◆ Gösterilen metin ◆
-*-

İkincisi: Libya’da Amerika ile İngiltere arasındaki çatışmanın niteliği ve bu ikisinin siyasi çözüme ilişkin pozisyonları hakkında 23 Eylül 2015 tarihli soru cevapta şöyle dedik: “... Avrupa, siyasi ortam üzerinde egemen olduğu için müzakereler yoluyla en kısa zamanda siyasi çözüme ulaşmak istiyor. Bu siyasi ortam yönetiminde varılacak herhangi bir çözüm, tabii ki Avrupa yararına olacaktır. Amerika, askeri müdahale için bir bahane oluşturamadığından müzakereleri kabul etmek zorunda kaldı. Amerika, Libya’da siyasi ortamdan yoksun olduğu için bu siyasi ortamı devre dışı bırakmak amacıyla bir takım yeni yöntemler üzerinde çalışacaktır. Amerika, eğer müzakereler yoluyla çözüme ulaşılmak üzere olduğunu görürse, askeri operasyonlar aracılığıyla müzakereleri dumura uğratacaktır...”

-*-

◆ Kısa görev a ◆
Metindeki “İkincisi: Libya’da” diye başlayan paragrafı, ana bilgilerini koruyarak madde işaretli bir liste hâlinde yeniden yazın.
Metin ile kayıtlar birbirinden bağımsızdır.

◆ Gösterilen veriler ◆
-*-

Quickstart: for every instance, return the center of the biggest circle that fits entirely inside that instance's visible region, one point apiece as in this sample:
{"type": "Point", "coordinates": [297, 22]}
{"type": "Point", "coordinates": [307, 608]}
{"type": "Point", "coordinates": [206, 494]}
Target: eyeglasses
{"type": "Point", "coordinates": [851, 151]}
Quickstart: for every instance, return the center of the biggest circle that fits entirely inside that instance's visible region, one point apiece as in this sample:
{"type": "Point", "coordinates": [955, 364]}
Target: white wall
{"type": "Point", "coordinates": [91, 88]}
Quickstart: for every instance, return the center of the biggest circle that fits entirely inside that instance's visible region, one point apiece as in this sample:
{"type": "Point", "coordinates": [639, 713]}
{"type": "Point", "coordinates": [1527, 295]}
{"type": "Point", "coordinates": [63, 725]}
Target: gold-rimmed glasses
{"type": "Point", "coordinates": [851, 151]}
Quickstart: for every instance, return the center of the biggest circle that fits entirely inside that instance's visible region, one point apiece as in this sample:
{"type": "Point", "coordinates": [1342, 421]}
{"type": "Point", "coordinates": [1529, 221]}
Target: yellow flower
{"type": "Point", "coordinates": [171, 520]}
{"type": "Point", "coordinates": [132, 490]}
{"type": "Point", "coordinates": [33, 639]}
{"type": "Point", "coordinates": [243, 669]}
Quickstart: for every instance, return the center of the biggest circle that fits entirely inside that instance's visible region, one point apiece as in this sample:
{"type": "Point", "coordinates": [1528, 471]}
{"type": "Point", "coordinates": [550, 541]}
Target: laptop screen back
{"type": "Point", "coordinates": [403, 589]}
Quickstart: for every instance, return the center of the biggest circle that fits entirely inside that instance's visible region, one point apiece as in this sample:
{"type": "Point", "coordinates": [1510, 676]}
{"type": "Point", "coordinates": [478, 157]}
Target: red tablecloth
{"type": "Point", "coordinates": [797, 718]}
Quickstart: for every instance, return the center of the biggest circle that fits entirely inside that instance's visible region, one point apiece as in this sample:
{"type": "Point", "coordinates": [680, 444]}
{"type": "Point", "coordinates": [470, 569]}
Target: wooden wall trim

-*-

◆ Kısa görev b ◆
Kayıtların başından “Target: eyeglasses” ifadesini içeren satıra kadar, iki uç da dâhil olmak üzere, tüm satırları “Sıra” ve “Satır” sütunlarından oluşan bir Markdown tablosuna dönüştürün. Boş satırları tabloya almayın.

◆ Yanıt a ◆
- 23 Eylül 2015 tarihli soru cevapta, Libya'da Amerika ile İngiltere arasındaki çatışmanın niteliği ve bu ikisinin siyasi çözüme ilişkin pozisyonları ele alındı.
- Avrupa, siyasi ortama egemen olduğu için müzakereler yoluyla en kısa zamanda siyasi çözüme ulaşmak istiyor. Bu ortamda varılacak her çözüm Avrupa'nın yararına olacaktır.
- Amerika, askeri müdahale için bahane oluşturamadığından müzakereleri kabul etmek zorunda kaldı.
- Libya'da siyasi ortamdan yoksun olan Amerika, bu ortamı devre dışı bırakmak için yeni yöntemler üzerinde çalışacaktır.
- Müzakerelerle çözüme ulaşılmak üzere olduğunu görürse Amerika, askeri operasyonlarla müzakereleri dumura uğratacaktır.

◆ Yanıt b ◆
| Sıra | Satır |
|---|---|
| 1 | Quickstart: for every instance, return the center of the biggest circle that fits entirely inside that instance's visible region, one point apiece as in this sample: |
| 2 | {"type": "Point", "coordinates": [297, 22]} |
| 3 | {"type": "Point", "coordinates": [307, 608]} |
| 4 | {"type": "Point", "coordinates": [206, 494]} |
| 5 | Target: eyeglasses |